» INSTRUCTIONS FOR THE TASK
Give back the line containing "Target: cloudy sky" along with every line after it, exactly, until the entries end.

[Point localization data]
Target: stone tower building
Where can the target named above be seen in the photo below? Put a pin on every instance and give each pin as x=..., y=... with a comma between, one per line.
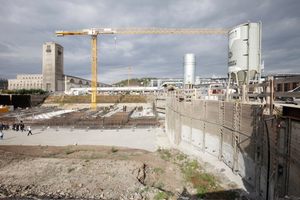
x=53, y=67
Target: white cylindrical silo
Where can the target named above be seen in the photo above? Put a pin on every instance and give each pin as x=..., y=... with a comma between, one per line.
x=189, y=69
x=244, y=52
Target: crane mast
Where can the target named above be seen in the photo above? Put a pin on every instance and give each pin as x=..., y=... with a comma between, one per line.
x=95, y=31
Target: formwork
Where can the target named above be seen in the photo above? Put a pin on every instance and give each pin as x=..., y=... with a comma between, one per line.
x=236, y=134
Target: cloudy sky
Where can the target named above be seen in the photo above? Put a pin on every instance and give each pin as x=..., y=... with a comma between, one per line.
x=26, y=25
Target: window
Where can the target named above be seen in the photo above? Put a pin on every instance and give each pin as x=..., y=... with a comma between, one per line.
x=48, y=50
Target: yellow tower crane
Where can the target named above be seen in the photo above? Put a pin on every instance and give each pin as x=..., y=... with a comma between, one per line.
x=128, y=71
x=93, y=32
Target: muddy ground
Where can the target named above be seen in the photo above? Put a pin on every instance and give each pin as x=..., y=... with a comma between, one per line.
x=101, y=172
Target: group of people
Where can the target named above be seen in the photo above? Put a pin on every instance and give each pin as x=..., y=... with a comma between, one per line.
x=4, y=127
x=15, y=127
x=18, y=126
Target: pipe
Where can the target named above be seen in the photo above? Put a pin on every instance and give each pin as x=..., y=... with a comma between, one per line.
x=268, y=172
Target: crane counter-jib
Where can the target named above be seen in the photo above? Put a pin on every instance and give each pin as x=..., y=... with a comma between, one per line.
x=96, y=31
x=93, y=32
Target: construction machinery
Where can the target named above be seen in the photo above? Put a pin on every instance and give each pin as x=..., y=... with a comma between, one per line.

» WRITTEN SOLUTION
Target: cloudy sky
Where can the target named above be seen in the photo above? Put a pin on every instance and give each pin as x=..., y=... with a comma between, one per line.
x=26, y=25
Target: window
Where can the target named above be seen in the photo above? Put a pin on every instance and give each pin as x=..., y=... with a comma between, one per line.
x=48, y=50
Target: yellow tower crane
Where can the target named above be seen in the photo above? Put a pin on every instance and give each pin as x=..., y=... with a comma between, one per line.
x=128, y=71
x=93, y=32
Target: muddy ground
Where can the target named above be seen in the photo above? Put a pin on every instance and give each pin as x=..., y=... with a comma between, one per line.
x=101, y=172
Target: group of people
Where can the target named above be seen in the photo above? Put a pin on every instance and give each pin as x=..., y=... with a comma between, one per line.
x=4, y=127
x=15, y=127
x=18, y=126
Target: pipe
Where can the target named above be seen in the photo above? Put a pin on every instance and give each pin as x=..., y=... with a comma between, one per line.
x=268, y=172
Target: crane counter-jib
Where can the target named above be seen in the photo above? Put a pin on every instance and give each pin as x=..., y=... with a comma between, one per line.
x=96, y=31
x=93, y=32
Target: construction machinery
Where can the target named above be seen in the photo above? Put a pin on every instance and give each pin as x=..., y=... with a comma between, one per line.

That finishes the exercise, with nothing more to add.